### Selection
-*-

"Surplus" versus "Surplus Value"?

JKSCHW at aol.com JKSCHW at aol.com
Fri Apr 14 14:15:26 PDT 2000


All: I am working on a response your comments on my Hayeking.

Curtis:

In a paper I wrote on exploitation (Nous 1995), I suggested that the distinction between surplus & SV was that surplus is a more abstarct characterization, whatever is left over after replacing what is used up in production, while SV is of course the value of the S, measured by the socially necessary abstract labor time necessary to produce that abount of stuff (this is Marx's measure of the magnitude of SV). Therefore there is surplus in any nonsubsistance society, but SV only in a market society.

The Sovs made an attempt, early and foolishly, to account for their economy in labor value terms, which was pretty odd, since it wasn't supposed to be a market economy. Since values are not observable, like unlike prices, and since the "socially necessary" part is hard to compute, and since not all labor is commensurable and skilled labor is not a simple multipland of unskilled labor (as Marx treated it), value theortic notions are useless for accounting purposes.

Whether exploitation is occurring, I would suggest, is not a technical question but a moral one--is the surplus being taken wrongfuly from the producers, whether the wrong is due to injustice or some other wrong, such as force. So for thsi we look to the structure of society--do the producers have democratic control over their product? And not to any technical questions such as value theory could ansewer, if it could answer any questions.

--jks

/ In a message dated Fri, 14 Apr 2000 1:35:58 PM Eastern Daylight Time, Curtiss Leung <bofftagstumper at yahoo.com> writes:


> All:
>
> OK...here's something that's got me stumped: the
> distinction between "surplus" and "surplus value,"
> especially after the capitalist mode of production.
> I've read from more than one person now that according
> to Marx (or at least a particular reading of him),
> after the capitalist mode of production is abolished,
> it's possible for production to generate a "surplus"
> that can be accumulated, but that "surplus value"
> would no longer exist. My questions are:
>
> (1) Suppose that "surplus" refers to the actual
> use-values produced over and above what's consumed.

-*-

### Excerpted data
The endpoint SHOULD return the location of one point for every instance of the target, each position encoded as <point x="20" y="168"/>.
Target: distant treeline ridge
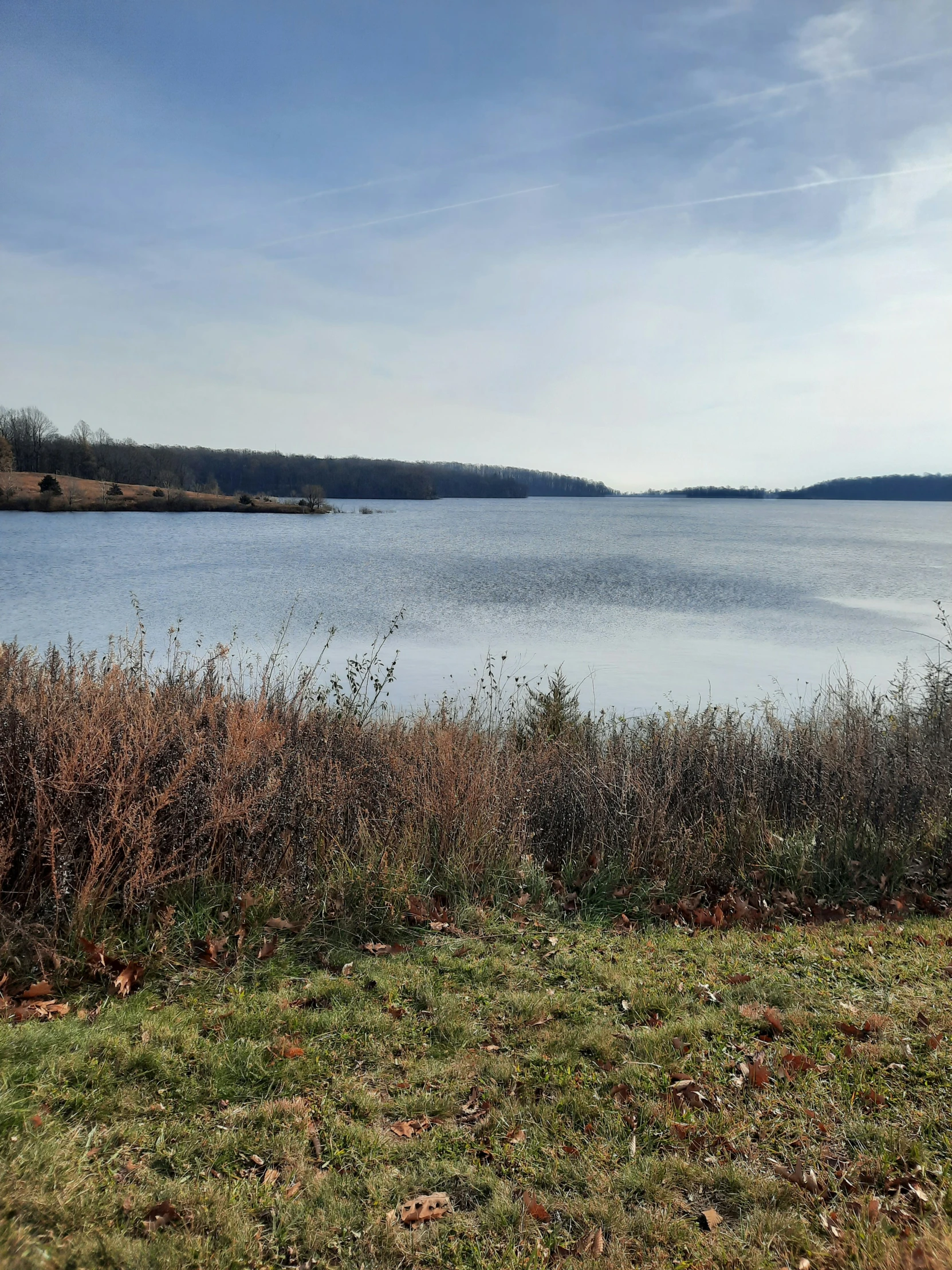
<point x="36" y="445"/>
<point x="931" y="488"/>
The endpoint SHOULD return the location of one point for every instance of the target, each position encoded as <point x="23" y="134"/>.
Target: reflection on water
<point x="643" y="600"/>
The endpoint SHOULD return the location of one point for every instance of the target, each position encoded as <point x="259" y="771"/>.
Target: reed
<point x="122" y="778"/>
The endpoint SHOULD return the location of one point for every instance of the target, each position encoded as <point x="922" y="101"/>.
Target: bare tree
<point x="313" y="498"/>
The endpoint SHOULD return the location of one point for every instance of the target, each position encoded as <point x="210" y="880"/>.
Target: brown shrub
<point x="117" y="780"/>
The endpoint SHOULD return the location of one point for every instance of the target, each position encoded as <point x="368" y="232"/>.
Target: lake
<point x="643" y="601"/>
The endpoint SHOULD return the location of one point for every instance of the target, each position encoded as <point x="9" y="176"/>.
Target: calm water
<point x="643" y="601"/>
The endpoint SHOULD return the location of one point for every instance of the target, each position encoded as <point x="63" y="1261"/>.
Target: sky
<point x="653" y="244"/>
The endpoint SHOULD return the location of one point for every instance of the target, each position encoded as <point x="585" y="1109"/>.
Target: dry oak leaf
<point x="773" y="1019"/>
<point x="426" y="1208"/>
<point x="281" y="924"/>
<point x="409" y="1128"/>
<point x="130" y="978"/>
<point x="805" y="1179"/>
<point x="286" y="1048"/>
<point x="37" y="990"/>
<point x="535" y="1209"/>
<point x="592" y="1245"/>
<point x="160" y="1214"/>
<point x="756" y="1072"/>
<point x="797" y="1063"/>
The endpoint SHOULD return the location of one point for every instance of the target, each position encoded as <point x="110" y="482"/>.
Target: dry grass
<point x="19" y="492"/>
<point x="120" y="780"/>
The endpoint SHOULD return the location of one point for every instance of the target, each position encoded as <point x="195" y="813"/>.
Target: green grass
<point x="179" y="1094"/>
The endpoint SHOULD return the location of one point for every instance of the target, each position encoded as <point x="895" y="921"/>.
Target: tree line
<point x="36" y="445"/>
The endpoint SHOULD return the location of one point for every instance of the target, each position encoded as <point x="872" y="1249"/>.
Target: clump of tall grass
<point x="122" y="777"/>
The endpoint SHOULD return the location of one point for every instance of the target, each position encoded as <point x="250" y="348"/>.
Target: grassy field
<point x="21" y="492"/>
<point x="577" y="1092"/>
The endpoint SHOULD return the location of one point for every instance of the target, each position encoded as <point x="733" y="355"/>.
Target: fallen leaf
<point x="37" y="990"/>
<point x="797" y="1063"/>
<point x="281" y="924"/>
<point x="130" y="978"/>
<point x="773" y="1019"/>
<point x="592" y="1245"/>
<point x="535" y="1209"/>
<point x="286" y="1048"/>
<point x="160" y="1214"/>
<point x="805" y="1179"/>
<point x="760" y="1073"/>
<point x="409" y="1128"/>
<point x="426" y="1208"/>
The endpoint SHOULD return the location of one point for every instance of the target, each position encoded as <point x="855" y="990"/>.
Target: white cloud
<point x="827" y="42"/>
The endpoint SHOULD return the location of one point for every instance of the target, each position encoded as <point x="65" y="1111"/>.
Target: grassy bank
<point x="578" y="1092"/>
<point x="21" y="492"/>
<point x="121" y="779"/>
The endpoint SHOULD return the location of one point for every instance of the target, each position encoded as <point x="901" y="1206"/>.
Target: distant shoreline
<point x="21" y="492"/>
<point x="931" y="488"/>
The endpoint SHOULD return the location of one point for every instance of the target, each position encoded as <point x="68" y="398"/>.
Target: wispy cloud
<point x="856" y="178"/>
<point x="404" y="216"/>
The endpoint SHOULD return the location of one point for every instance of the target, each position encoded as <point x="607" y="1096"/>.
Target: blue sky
<point x="654" y="244"/>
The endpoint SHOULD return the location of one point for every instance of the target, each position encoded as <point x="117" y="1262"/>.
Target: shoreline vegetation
<point x="124" y="774"/>
<point x="206" y="479"/>
<point x="22" y="492"/>
<point x="281" y="968"/>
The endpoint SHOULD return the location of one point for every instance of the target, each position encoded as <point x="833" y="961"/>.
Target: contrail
<point x="776" y="190"/>
<point x="754" y="96"/>
<point x="406" y="216"/>
<point x="642" y="121"/>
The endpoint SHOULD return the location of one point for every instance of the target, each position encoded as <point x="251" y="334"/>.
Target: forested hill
<point x="38" y="446"/>
<point x="920" y="489"/>
<point x="909" y="489"/>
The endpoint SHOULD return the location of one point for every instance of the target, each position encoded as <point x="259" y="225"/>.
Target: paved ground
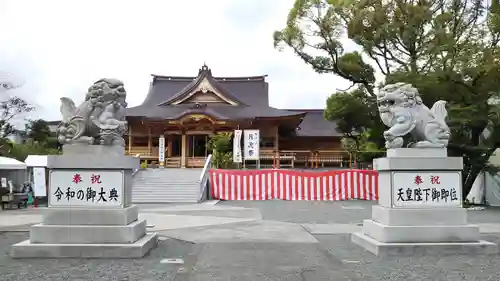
<point x="273" y="240"/>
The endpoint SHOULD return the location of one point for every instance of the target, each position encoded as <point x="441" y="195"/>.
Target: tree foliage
<point x="220" y="145"/>
<point x="448" y="49"/>
<point x="38" y="130"/>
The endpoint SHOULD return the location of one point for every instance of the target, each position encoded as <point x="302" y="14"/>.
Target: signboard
<point x="161" y="149"/>
<point x="237" y="146"/>
<point x="251" y="144"/>
<point x="39" y="182"/>
<point x="68" y="188"/>
<point x="427" y="190"/>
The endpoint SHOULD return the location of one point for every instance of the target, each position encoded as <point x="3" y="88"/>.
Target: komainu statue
<point x="99" y="120"/>
<point x="401" y="108"/>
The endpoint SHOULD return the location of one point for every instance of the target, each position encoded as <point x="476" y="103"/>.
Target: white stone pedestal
<point x="90" y="213"/>
<point x="419" y="209"/>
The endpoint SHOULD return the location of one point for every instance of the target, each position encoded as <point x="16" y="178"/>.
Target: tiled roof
<point x="314" y="124"/>
<point x="251" y="93"/>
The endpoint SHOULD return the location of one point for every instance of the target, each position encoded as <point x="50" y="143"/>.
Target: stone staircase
<point x="166" y="185"/>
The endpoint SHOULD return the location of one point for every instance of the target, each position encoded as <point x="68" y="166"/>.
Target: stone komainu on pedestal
<point x="419" y="209"/>
<point x="90" y="185"/>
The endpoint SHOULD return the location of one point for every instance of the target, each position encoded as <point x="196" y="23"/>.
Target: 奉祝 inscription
<point x="86" y="188"/>
<point x="439" y="189"/>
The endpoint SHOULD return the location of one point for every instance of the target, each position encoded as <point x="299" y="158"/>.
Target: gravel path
<point x="334" y="257"/>
<point x="342" y="212"/>
<point x="424" y="268"/>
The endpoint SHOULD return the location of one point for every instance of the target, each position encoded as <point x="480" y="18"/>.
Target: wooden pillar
<point x="149" y="141"/>
<point x="161" y="150"/>
<point x="183" y="150"/>
<point x="276" y="147"/>
<point x="169" y="146"/>
<point x="129" y="139"/>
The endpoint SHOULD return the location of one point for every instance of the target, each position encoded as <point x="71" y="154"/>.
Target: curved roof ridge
<point x="204" y="73"/>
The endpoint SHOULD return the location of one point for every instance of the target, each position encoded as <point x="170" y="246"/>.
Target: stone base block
<point x="419" y="217"/>
<point x="140" y="248"/>
<point x="410" y="249"/>
<point x="394" y="164"/>
<point x="87" y="234"/>
<point x="421" y="234"/>
<point x="81" y="216"/>
<point x="436" y="152"/>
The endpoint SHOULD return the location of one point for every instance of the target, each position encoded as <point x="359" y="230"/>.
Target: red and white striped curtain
<point x="293" y="185"/>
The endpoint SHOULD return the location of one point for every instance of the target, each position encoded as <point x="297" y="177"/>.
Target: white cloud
<point x="60" y="47"/>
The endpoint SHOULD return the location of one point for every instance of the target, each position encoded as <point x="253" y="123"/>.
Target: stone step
<point x="26" y="249"/>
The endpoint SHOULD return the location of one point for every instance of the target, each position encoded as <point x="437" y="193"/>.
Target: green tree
<point x="38" y="130"/>
<point x="220" y="145"/>
<point x="447" y="48"/>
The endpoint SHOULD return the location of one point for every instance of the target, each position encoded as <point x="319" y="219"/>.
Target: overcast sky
<point x="60" y="47"/>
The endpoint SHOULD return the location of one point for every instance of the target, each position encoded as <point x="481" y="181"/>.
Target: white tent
<point x="36" y="161"/>
<point x="11" y="164"/>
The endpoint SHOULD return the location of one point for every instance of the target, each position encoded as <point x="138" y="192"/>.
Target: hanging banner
<point x="251" y="144"/>
<point x="237" y="146"/>
<point x="39" y="182"/>
<point x="161" y="149"/>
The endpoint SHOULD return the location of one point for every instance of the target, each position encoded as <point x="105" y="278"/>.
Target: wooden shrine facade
<point x="187" y="110"/>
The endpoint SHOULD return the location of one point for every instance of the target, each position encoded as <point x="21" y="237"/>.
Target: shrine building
<point x="185" y="111"/>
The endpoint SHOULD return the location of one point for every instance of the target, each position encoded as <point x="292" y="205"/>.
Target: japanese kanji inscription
<point x="86" y="188"/>
<point x="438" y="189"/>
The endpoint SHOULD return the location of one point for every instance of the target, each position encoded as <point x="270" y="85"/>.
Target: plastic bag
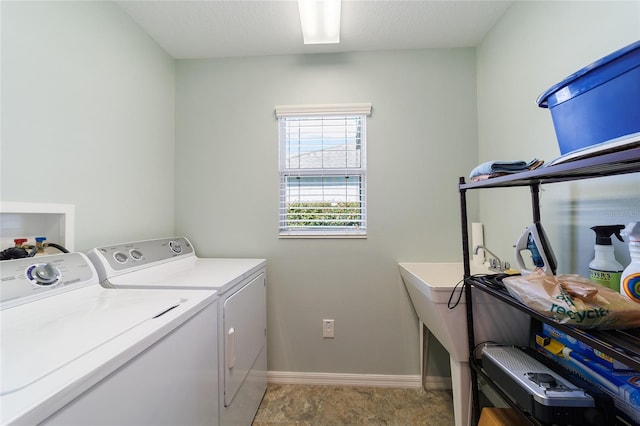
<point x="572" y="299"/>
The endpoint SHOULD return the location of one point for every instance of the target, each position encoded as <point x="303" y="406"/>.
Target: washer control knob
<point x="175" y="247"/>
<point x="43" y="274"/>
<point x="120" y="257"/>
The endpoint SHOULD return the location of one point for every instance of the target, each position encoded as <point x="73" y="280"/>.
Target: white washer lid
<point x="196" y="273"/>
<point x="43" y="336"/>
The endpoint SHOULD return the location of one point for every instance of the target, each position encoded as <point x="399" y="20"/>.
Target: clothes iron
<point x="534" y="240"/>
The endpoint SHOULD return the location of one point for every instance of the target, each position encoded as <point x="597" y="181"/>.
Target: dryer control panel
<point x="131" y="256"/>
<point x="31" y="278"/>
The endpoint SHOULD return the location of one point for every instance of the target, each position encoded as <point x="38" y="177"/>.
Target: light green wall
<point x="87" y="118"/>
<point x="90" y="98"/>
<point x="535" y="45"/>
<point x="421" y="138"/>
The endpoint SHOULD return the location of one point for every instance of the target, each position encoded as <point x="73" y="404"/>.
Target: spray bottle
<point x="604" y="268"/>
<point x="630" y="283"/>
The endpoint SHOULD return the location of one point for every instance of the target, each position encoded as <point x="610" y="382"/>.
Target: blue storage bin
<point x="598" y="103"/>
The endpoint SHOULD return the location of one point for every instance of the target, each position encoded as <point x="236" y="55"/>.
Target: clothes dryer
<point x="171" y="263"/>
<point x="75" y="353"/>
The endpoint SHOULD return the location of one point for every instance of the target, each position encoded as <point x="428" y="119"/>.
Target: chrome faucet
<point x="495" y="263"/>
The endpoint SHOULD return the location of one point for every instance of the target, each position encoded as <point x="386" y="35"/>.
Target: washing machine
<point x="75" y="353"/>
<point x="171" y="263"/>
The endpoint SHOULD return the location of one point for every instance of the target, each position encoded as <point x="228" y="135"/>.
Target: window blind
<point x="322" y="173"/>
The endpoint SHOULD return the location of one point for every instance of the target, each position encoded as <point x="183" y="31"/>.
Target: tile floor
<point x="334" y="406"/>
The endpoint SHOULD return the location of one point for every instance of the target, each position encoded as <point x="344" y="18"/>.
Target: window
<point x="323" y="170"/>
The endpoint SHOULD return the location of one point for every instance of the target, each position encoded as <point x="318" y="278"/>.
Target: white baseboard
<point x="367" y="380"/>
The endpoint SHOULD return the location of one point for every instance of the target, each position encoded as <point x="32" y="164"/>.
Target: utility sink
<point x="430" y="287"/>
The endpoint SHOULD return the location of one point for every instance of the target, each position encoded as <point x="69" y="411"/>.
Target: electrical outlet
<point x="327" y="329"/>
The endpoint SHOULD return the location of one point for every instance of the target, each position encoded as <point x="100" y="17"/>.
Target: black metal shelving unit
<point x="621" y="345"/>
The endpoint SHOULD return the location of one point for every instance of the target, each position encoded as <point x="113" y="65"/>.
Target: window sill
<point x="306" y="235"/>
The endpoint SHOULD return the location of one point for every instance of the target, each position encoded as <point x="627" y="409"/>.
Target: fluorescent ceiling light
<point x="320" y="20"/>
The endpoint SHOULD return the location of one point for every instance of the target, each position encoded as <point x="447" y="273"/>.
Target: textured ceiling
<point x="209" y="29"/>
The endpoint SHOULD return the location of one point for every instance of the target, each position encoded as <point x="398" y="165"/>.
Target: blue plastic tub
<point x="598" y="103"/>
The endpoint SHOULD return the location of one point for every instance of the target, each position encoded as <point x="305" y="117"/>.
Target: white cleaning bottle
<point x="630" y="282"/>
<point x="604" y="268"/>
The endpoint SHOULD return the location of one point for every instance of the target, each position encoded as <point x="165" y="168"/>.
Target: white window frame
<point x="287" y="172"/>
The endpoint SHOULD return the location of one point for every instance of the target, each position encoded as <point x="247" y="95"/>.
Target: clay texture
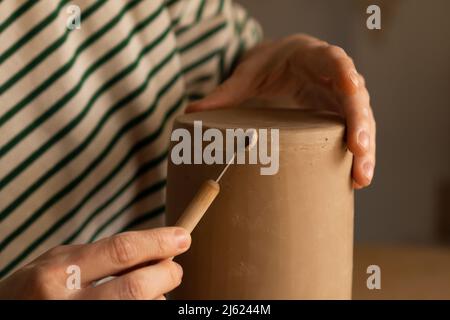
<point x="283" y="236"/>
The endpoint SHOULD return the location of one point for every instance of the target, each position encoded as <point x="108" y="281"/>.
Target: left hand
<point x="315" y="74"/>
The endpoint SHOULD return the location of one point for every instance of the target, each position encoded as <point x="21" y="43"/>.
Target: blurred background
<point x="407" y="68"/>
<point x="402" y="222"/>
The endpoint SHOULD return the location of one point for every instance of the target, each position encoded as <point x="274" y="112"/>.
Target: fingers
<point x="142" y="284"/>
<point x="230" y="93"/>
<point x="361" y="135"/>
<point x="333" y="68"/>
<point x="118" y="253"/>
<point x="331" y="65"/>
<point x="364" y="166"/>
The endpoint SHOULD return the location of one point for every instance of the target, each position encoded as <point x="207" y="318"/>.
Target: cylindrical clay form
<point x="282" y="236"/>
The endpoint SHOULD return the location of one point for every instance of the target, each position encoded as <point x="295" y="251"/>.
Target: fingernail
<point x="368" y="170"/>
<point x="354" y="77"/>
<point x="364" y="140"/>
<point x="182" y="238"/>
<point x="180" y="269"/>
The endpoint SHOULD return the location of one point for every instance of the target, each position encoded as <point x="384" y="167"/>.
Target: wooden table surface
<point x="406" y="272"/>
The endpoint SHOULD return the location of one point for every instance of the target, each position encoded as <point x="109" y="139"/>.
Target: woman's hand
<point x="313" y="73"/>
<point x="140" y="260"/>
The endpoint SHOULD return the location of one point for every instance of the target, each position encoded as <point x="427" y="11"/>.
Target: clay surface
<point x="283" y="236"/>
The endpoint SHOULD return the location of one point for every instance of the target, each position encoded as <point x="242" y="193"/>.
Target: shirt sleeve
<point x="211" y="35"/>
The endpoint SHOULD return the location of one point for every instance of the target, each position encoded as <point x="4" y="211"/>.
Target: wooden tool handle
<point x="198" y="205"/>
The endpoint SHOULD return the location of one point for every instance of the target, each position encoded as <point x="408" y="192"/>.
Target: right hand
<point x="140" y="260"/>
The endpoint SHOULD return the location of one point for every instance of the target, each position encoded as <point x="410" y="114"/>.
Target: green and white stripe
<point x="86" y="114"/>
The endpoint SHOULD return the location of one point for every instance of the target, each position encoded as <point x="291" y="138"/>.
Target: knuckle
<point x="335" y="52"/>
<point x="131" y="289"/>
<point x="161" y="243"/>
<point x="121" y="249"/>
<point x="43" y="280"/>
<point x="174" y="271"/>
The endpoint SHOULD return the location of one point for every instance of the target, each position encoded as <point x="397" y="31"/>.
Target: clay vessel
<point x="282" y="236"/>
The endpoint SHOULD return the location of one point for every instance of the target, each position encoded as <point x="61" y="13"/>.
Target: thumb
<point x="230" y="93"/>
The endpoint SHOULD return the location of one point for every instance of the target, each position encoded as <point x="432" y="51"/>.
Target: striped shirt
<point x="86" y="113"/>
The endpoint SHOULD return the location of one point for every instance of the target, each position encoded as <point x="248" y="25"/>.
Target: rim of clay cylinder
<point x="297" y="126"/>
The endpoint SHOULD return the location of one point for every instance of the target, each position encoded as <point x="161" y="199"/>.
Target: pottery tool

-*-

### Set of tasks
a) Copy the mailing-list post on surplus and surplus value starting with "Whether exploitation is" and going on through "mode of production.", changing "producers" to "workers" everywhere it appears.
b) Answer these about the mailing-list post on surplus and surplus value:
(i) Where and in what year did the writer's paper on exploitation appear?
(ii) In what kind of society, according to the writer, does surplus value exist?
(iii) In Curtiss Leung's first question, what might "surplus" refer to?
c) Continue the mailing-list post on surplus and surplus value from its last line.
The entries have no connection to the mailing-list post on surplus and surplus value.

### Answers for the exercise
a)
Whether exploitation is occurring, I would suggest, is not a technical question but a moral one--is the surplus being taken wrongfuly from the workers, whether the wrong is due to injustice or some other wrong, such as force. So for thsi we look to the structure of society--do the workers have democratic control over their product? And not to any technical questions such as value theory could ansewer, if it could answer any questions.

--jks

/ In a message dated Fri, 14 Apr 2000 1:35:58 PM Eastern Daylight Time, Curtiss Leung <bofftagstumper at yahoo.com> writes:


> All:
>
> OK...here's something that's got me stumped: the
> distinction between "surplus" and "surplus value,"
> especially after the capitalist mode of production.

b)
(i) In Nous, in 1995.
(ii) Only in a market society.
(iii) The actual use-values produced over and above what's consumed.

c)
> Why can't I use the term "surplus value" to refer to
> the *magnitude* of that surplus relative to some
> metric (not necessarily money, just to make things
> looser)?
>
> (2) Say the answer to question (1) is no, for whatever
> reason. OK, fine. So then we've got a surplus of
> use-values which is not quantified as "surplus value."
> Then I have to ask: well, without this
> quantification, how am I or whatever organization
> through which production is rationally planned able to
> figure out if we're actually producing a surplus or
> deficit? If it's been decided that production should
> accumulate for the social reserve fund, how do I
> determine what the reserve fund contains? Worst of
> all, how can it be determined if improper
> accumulation/exploitation hasn't crept in through the
> back door?
>
> My intuition is that by taking about "surplus" rather
> than "surplus value" simply emphasizes the experience
> of production after capitalism -- workers become the
> subjects and agents of the productive process rather
> than capital seeming to have those roles -- but that
> "surplus value" as a measure of what -- IF ANY --
> surplus the producers choose to create has to persist.
> So that surplus and the measure of that surplus are
> under the control of the producers, rather than being
> expropriated from them -- and this control is what's
> intended by the phrase "transparent economic
> relationships." In other words not direct production
> for use, but a division of labor organized by the
> producers.
>
> Yes? No? Maybe?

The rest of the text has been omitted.